Separating CamelCase string into space-separated words
Asked Answered
B

14

35

I would like to separate a CamelCase string into space-separated words in a new string. Here is what I have so far:

var camelCaps: String {
    guard self.count > 0 else { return self }
    var newString: String = ""

    let uppercase = CharacterSet.uppercaseLetters
    let first = self.unicodeScalars.first!
    newString.append(Character(first))
    for scalar in self.unicodeScalars.dropFirst() {
        if uppercase.contains(scalar) {
            newString.append(" ")
        }
        let character = Character(scalar)
        newString.append(character)
    }

    return newString
}

let aCamelCaps = "aCamelCaps"
let camelCapped = aCamelCaps.camelCaps // Produce: "a Camel Caps"

let anotherCamelCaps = "ÄnotherCamelCaps"
let anotherCamelCapped = anotherCamelCaps.camelCaps // "Änother Camel Caps"

I'm inclined to suspect that this may not be the most efficient way to convert to space-separated words, if I call it in a tight loop, or 1000's of times. Are there more efficient ways to do this in Swift?

[Edit 1:] The solution I require should remain general for Unicode scalars, not specific to Roman ASCII "A..Z".

[Edit 2:] The solution should also skip the first letter, i.e. not prepend a space before the first letter.

[Edit 3:] Updated for Swift 4 syntax, and added caching of uppercaseLetters, which improves performance in very long strings and tight loops.

Bremble answered 22/12, 2016 at 22:40 Comment(3)
Single line return unicodeScalars.reduce("") { CharacterSet.uppercaseLetters.contains($1) ? $0 + " " + String($1) : $0 + String($1)}Squall
How to deal with string with consecutive capital characters? for eg: with above code "upperCased LETTERS" is returned as "upper Cased L E T T E R S". While the expected output is "upper Cased Letters".Bezant
@Bezant Simply check the string being created, $0 in our case, and see if the last letter is uppercase also. If yes, you just add the character, $1, with no space.Perversity
A
10

As far as I tested on my old MacBook, your code seems to be efficient enough for short strings:

import Foundation

extension String {

    var camelCaps: String {
        var newString: String = ""

## DATASET EXTRACT

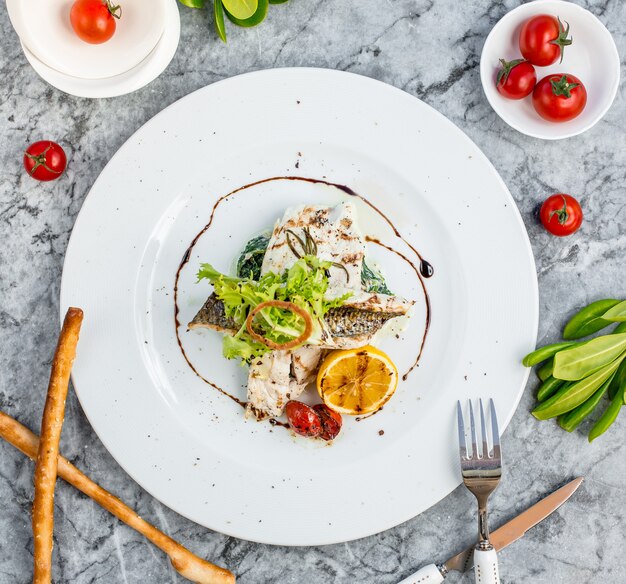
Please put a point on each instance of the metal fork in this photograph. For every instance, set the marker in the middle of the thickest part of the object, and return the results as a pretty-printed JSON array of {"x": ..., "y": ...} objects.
[{"x": 481, "y": 474}]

## WHAT THE EXERCISE ASKS
Reproduce, word for word, the passage of the thread on splitting CamelCase strings that begins with "I would like" and stops after "newString.append(Character(first))".

## TASK RESPONSE
I would like to separate a CamelCase string into space-separated words in a new string. Here is what I have so far:

var camelCaps: String {
    guard self.count > 0 else { return self }
    var newString: String = ""

    let uppercase = CharacterSet.uppercaseLetters
    let first = self.unicodeScalars.first!
    newString.append(Character(first))